Kamis, 04 Juni 2015

AMTSAL DALAM AL-QUR’AN


AMTSAL DALAM AL-QUR’AN

Makalah
Diajukan Untuk Memenuhi Tugas Mata Kuliah
Pengantar Ulumul Qur’an

Dosen Pengampu:
Moh. Asif, M.Ud


 
 
 Oleh:
Khoirudin Azis
NIM: 2013.01.01.184





PROGRAM STUDI ILMU AL QUR’AN DAN TAFSIR
SEKOLAH TINGGI AGAMA ISLAM AL ANWAR SARANG REMBANG
2015
 
BAB I
PENDAHULUAN

 A.    Latar Belakang

Al-Qur’an merupakan kitab suci yang diyakini oleh umat Islam sebagai pedoman dalam hidup dan petunjuk untuk menuju kebaikan. Al-Qur’an merupakan kalâmullah yang memiliki susunan bahasa yang tinggi makna dan hakikat-hakikat yang terkandung di dalamnya pun juga.
Hakikat-hakikat yang tinggi makna dan tujuannya akan lebih indah jika dituangkan dalam kerangka ucapan yang baik dan mendekatkan kepada pemahaman, melalui analogi dengan sesuatu yang telah diketahui secara yakin. Tamtsîl (membuat perumpamaan) merupakan kerangka yang dapat menampilkan makna-makna dalam bentuk yang hidup, enak didengar, dan mantap dalam pikiran. Tamtsîl bisa dibuat dengan cara menyerupakan sesuatu yang ghaib dengan yang hadir, yang abstark dengan yang konkrit, dan dengan menganalogikan sesuatu dengan hal yang serupa.
Betapa banyak makna yang baik, dijadikan lebih indah, menarik, dan mempesona oleh tamtsîl. Karena itulah maka tamtsîl lebih dapat mendorong jiwa untuk menerima makna yang dimaksudkan dan membuat akal merasa puas dengannya. Dan tamtsîl adalah salah satu cara al-Qur’an dalam mengungkapkan berbagai penjelasan dan segi-segi kemukjizatannya.

Bagian dari berkas data

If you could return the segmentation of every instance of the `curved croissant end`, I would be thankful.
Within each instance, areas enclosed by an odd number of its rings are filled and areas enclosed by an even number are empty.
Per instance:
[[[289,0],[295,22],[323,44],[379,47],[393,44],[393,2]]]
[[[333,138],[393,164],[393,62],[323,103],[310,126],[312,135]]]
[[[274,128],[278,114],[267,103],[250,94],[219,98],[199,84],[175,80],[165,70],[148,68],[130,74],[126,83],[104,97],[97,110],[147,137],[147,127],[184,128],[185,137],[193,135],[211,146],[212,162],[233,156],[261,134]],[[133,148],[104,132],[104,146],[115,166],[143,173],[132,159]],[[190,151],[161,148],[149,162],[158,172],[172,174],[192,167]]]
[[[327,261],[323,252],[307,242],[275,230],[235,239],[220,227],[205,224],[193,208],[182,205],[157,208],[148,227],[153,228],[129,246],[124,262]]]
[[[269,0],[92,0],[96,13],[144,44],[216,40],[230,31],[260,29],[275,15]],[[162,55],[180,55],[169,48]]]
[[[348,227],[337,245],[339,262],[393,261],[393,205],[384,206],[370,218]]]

_PETUNJUK TUGAS_:
Kutip bagian teks tentang amtsal dalam Al-Qur’an di antara "Al-Qur’an merupakan kitab" dan "hal yang serupa.", termasuk kedua batas itu. Data tersebut tidak berperan dalam tugas ini.

_JAWABAN TUGAS_:
Al-Qur’an merupakan kitab suci yang diyakini oleh umat Islam sebagai pedoman dalam hidup dan petunjuk untuk menuju kebaikan. Al-Qur’an merupakan kalâmullah yang memiliki susunan bahasa yang tinggi makna dan hakikat-hakikat yang terkandung di dalamnya pun juga.
Hakikat-hakikat yang tinggi makna dan tujuannya akan lebih indah jika dituangkan dalam kerangka ucapan yang baik dan mendekatkan kepada pemahaman, melalui analogi dengan sesuatu yang telah diketahui secara yakin. Tamtsîl (membuat perumpamaan) merupakan kerangka yang dapat menampilkan makna-makna dalam bentuk yang hidup, enak didengar, dan mantap dalam pikiran. Tamtsîl bisa dibuat dengan cara menyerupakan sesuatu yang ghaib dengan yang hadir, yang abstark dengan yang konkrit, dan dengan menganalogikan sesuatu dengan hal yang serupa.